# Kısa görev A:
Listede "tail" sözcüğünü içeren her satırı süzüp olduğu gibi aktarır mısın?

# Belge metni:
Almanya’da Putin’leşme!

AB, Alman otomotiv devleri hakkında “rekabeti engellemek amacıyla 20 yıldır birlikte hareket etmek” suçlamasıyla soruşturma başlattı.
Haberi veren Der Spiegel’e göre, Almanya’nın önde gelen otomobil üreticileri 1990’lardan bu yana ‘dev bir kartel’e dönüşmüş.
Şirketler araç ve motor geliştirirken, fiyat belirlerken ortak hareket etmiş, hem rekabeti engellemiş, hem de müşterilerine ‘anlaşmalı fiyat’tan otomobil satmış!
Almanya’da ‘anti-kartel’ kurumu yok mu?
Var; Bundeskartellamt, yani Almanya Rekabet Kurumu.
Bu skandalların yıllardır ‘gözden kaçması’ enteresan mı?
Evet!..
Hatırlayacaksınız, 2015 yılında da, Alman otomotiv markalarının ‘emisyon hilesi’ ortaya çıkmış, şirketler ABD’ye milyar dolarlık cezalar ödemişlerdi. 4 milyondan fazla araç da geri çağrılmıştı.
ABD sadece Alman otomotiv şirketleri değil, Deutsche Bank, Commerzbank gibi Alman bankacılık devlerine de 15 milyar doları aşan cezalar kesti. Suçlamalar sadece mali usulsüzlüklerle ilgili değil, ‘para aklama’ da var.
Almanya ne yaptı?
AB’yi harekete geçirdi ve ABD merkezli internet devi Google, Apple’a milyar euroluk ‘vergi cezaları’ kesti.
ABD, emisyon cihazlarını üreten Bosch gibi yeni Alman şirketlerini soruşturma listesine aldı.
AB de, Amazon, McDonald’s gibi Amerikan şirketleri hakkında soruşturma başlattı!
İki taraf da birbirine ‘sen bana dokunursan ben de sana dokunurum’ mesajı veriyor.
H H H
Bir başka ‘mesajlaşma’ da ‘istihbarat’ alanında var.
“CIA Merkel’i dinledi” skandalı patladıktan kısa süre sonra, Alman medyasında “Almanya ABD Dışişleri Bakanları Kerry ve Clinton’u dinledi” haberleri yayınlandı.
Arkasından bizi de ilgilendiren bir başka haber geldi: “Almanya Türkiye’yi de dinledi; devlet adamlarını, önemli isimleri, medya dahil kurumları da…”
Türkiye’de yaygara kopmadı.
Yakın zamanda da Alman siyasiler ve istihbarat yöneticileri “MİT Almanya içinde casusluk yapıyor” şikayetleriyle medyada boy gösterdi!

# Malzeme:
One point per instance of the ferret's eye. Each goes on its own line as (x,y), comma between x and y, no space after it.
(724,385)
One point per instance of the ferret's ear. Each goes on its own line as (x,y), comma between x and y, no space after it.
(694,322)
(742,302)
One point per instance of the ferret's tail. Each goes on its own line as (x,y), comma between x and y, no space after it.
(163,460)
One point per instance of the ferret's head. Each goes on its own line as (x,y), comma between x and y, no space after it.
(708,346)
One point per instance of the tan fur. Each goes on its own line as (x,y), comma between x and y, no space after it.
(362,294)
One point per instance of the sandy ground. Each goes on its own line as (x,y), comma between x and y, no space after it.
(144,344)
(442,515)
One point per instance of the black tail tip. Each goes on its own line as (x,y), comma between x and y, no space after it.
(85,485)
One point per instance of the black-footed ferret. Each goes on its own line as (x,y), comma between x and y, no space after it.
--
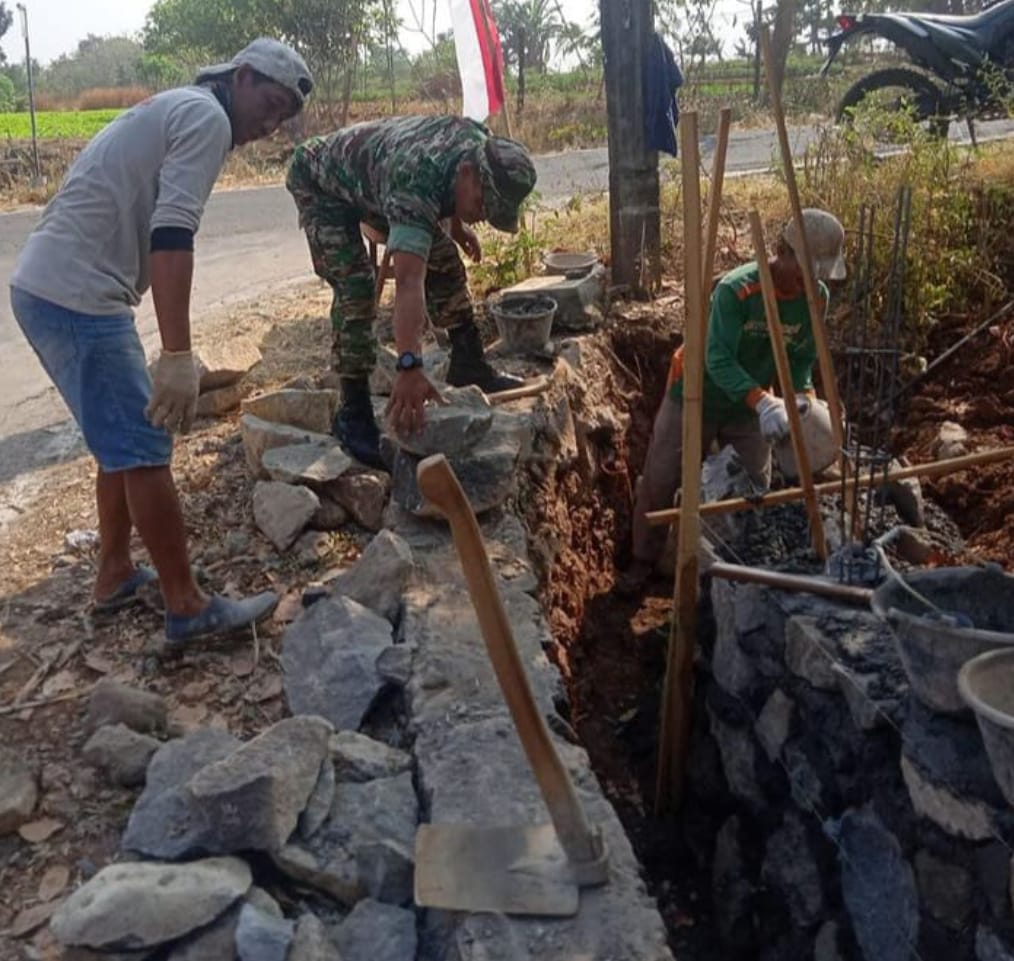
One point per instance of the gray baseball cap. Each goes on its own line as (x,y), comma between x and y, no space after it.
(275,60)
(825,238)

# Kısa görev B:
Yukarıdaki belge metnine göre şu soruları yanıtlar mısın?
(i) Der Spiegel'e göre Almanya'nın önde gelen otomobil üreticileri ne zamandan bu yana dev bir kartele dönüşmüş?
(ii) 2015'teki emisyon hilesinin ardından kaç araç geri çağrılmıştı?
(iii) ABD'nin Deutsche Bank ve Commerzbank gibi Alman bankalarına kestiği cezalar hangi tutarı aşıyor?

# Görev çözümü A:
One point per instance of the ferret's tail. Each goes on its own line as (x,y), comma between x and y, no space after it.
One point per instance of the black tail tip. Each goes on its own line as (x,y), comma between x and y, no space after it.

# Görev çözümü B:
(i) 1990'lardan bu yana.
(ii) 4 milyondan fazla araç.
(iii) 15 milyar doları.